The 8th floor’s find is Michael Auger’s dayglow mini paintings – like Dale Hunt, this artist fits into that young, smart art that is both attractive, simple and yet appealing to the visual senses; at $35 for an original, they’re also a helluva good deal.

The DC area is a Mecca for world class smart, innovative fine art glass and perhaps its leader in bringing glass to a higher place and away from the craft world. David D’Orio’s works join that new emerging movement and are very good.

I also liked the fresh skill in Todd Gardner’s portraits.

The 9th floor offers the very cool mini photos by Erin Antognoli, really good work by Jeanette Herrera and Barbara Johnson-Grener.

Also Kim Reyes’ ceramic wall figures caught my eyes as a good find for sculpture lovers. On this floor you’ll also find Andrew Wodzianski and Kirk Waldroff (OK, OK… so I know them and represent one of them).

The 10th floor has my key find for AOM.

And it is not a single artist but a highly sophisticated multi-artist exhibition titled “Coincide.” This is the AOM find of the year.

If you are a harsh critic of AOM’s free for all art approach, and don’t want to look at the work of 800 artists, just drive up to AOM, go to the 10th floor and look at the work of the 17 artists in “Coincide.”

Using Star Trek technology, we can easily imagine teleporting this entire massive contemporary ceramic art installation to any gallery or museum in the world and no one would blink an eye. It is a triumph of severe presentation and talented artists, and it is also a giant leap forward in the maturation process of AOM itself.

These are skilled, innovative, ordained ceramic artists, whose work is as far from “amateur” – the usual adjective applied wholesale to AOM – as Warp 9 is far from 55 MPH.

#### GIVEN ENTRIES
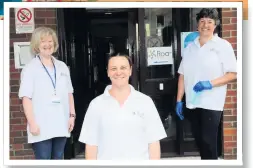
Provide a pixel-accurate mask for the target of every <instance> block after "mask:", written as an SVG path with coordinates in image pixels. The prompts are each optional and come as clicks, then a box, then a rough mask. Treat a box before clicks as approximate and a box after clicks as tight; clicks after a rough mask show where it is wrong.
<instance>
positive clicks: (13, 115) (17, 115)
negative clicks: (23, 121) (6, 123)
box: [11, 111, 25, 118]
mask: <svg viewBox="0 0 253 168" xmlns="http://www.w3.org/2000/svg"><path fill="white" fill-rule="evenodd" d="M11 115H12V117H13V118H19V117H21V118H24V117H25V114H24V113H23V112H20V111H19V112H12V113H11Z"/></svg>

#### TASK
Repeat the stretch of the art show review from "The DC area" through "are very good.". The records are drawn from a separate source.

#### RESULT OF THE TASK
The DC area is a Mecca for world class smart, innovative fine art glass and perhaps its leader in bringing glass to a higher place and away from the craft world. David D’Orio’s works join that new emerging movement and are very good.